**Extract**:
^^^^
[Bf-blender-cvs] [400e6f37b80] master: Cycles: reduce subsurface stack memory usage.

Brecht Van Lommel noreply at git.blender.org
Thu Sep 28 15:19:50 CEST 2017


Commit: 400e6f37b80dde3910b8d7a9d5e619b778a1c1ff
Author: Brecht Van Lommel
Date:   Wed Aug 23 03:57:27 2017 +0200
Branches: master
https://developer.blender.org/rB400e6f37b80dde3910b8d7a9d5e619b778a1c1ff

Cycles: reduce subsurface stack memory usage.

This is done by storing only a subset of PathRadiance, and by storing
direct light immediately in the main PathRadiance. Saves about 10% of
CUDA stack memory, and simplifies subsurface indirect ray code.
^^^^
**Stored records**:
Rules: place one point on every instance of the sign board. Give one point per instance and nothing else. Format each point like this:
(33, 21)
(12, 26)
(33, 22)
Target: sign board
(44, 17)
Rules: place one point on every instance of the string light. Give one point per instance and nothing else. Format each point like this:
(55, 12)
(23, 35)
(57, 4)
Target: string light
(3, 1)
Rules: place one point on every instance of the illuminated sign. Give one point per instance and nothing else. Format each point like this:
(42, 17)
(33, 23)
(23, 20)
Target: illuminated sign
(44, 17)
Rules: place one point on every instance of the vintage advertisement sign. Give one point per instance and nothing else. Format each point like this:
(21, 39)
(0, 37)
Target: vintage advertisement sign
^^^^
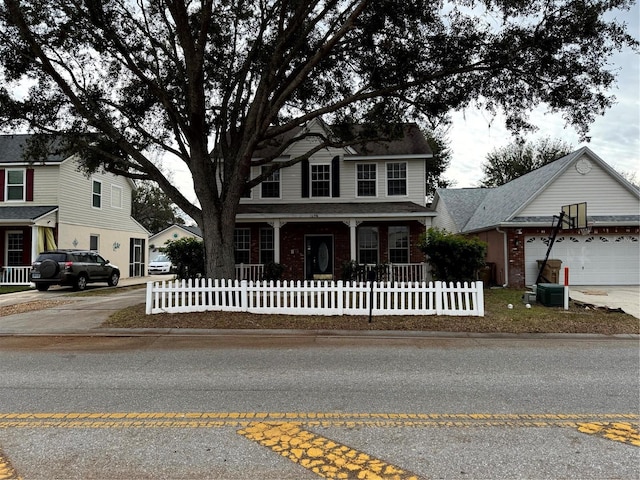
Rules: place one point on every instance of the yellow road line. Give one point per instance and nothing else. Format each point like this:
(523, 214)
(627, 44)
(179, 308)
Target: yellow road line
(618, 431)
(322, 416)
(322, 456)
^^^^
**What this exercise asks**:
• A. Output the stretch of the commit notice from "Commit: 400e6f37b80dde3910b8d7a9d5e619b778a1c1ff" through "indirect ray code.", word for word.
• B. In the rows, take the stretch from the line containing "Rules: place one point on every instance of the vintage" through the line containing "Target: vintage advertisement sign", and write those lines out again with "advertisement" replaced by "shop", leaving everything else unchanged.

**Worked answers**:
• A.
Commit: 400e6f37b80dde3910b8d7a9d5e619b778a1c1ff
Author: Brecht Van Lommel
Date:   Wed Aug 23 03:57:27 2017 +0200
Branches: master
https://developer.blender.org/rB400e6f37b80dde3910b8d7a9d5e619b778a1c1ff

Cycles: reduce subsurface stack memory usage.

This is done by storing only a subset of PathRadiance, and by storing
direct light immediately in the main PathRadiance. Saves about 10% of
CUDA stack memory, and simplifies subsurface indirect ray code.

• B.
Rules: place one point on every instance of the vintage shop sign. Give one point per instance and nothing else. Format each point like this:
(21, 39)
(0, 37)
Target: vintage shop sign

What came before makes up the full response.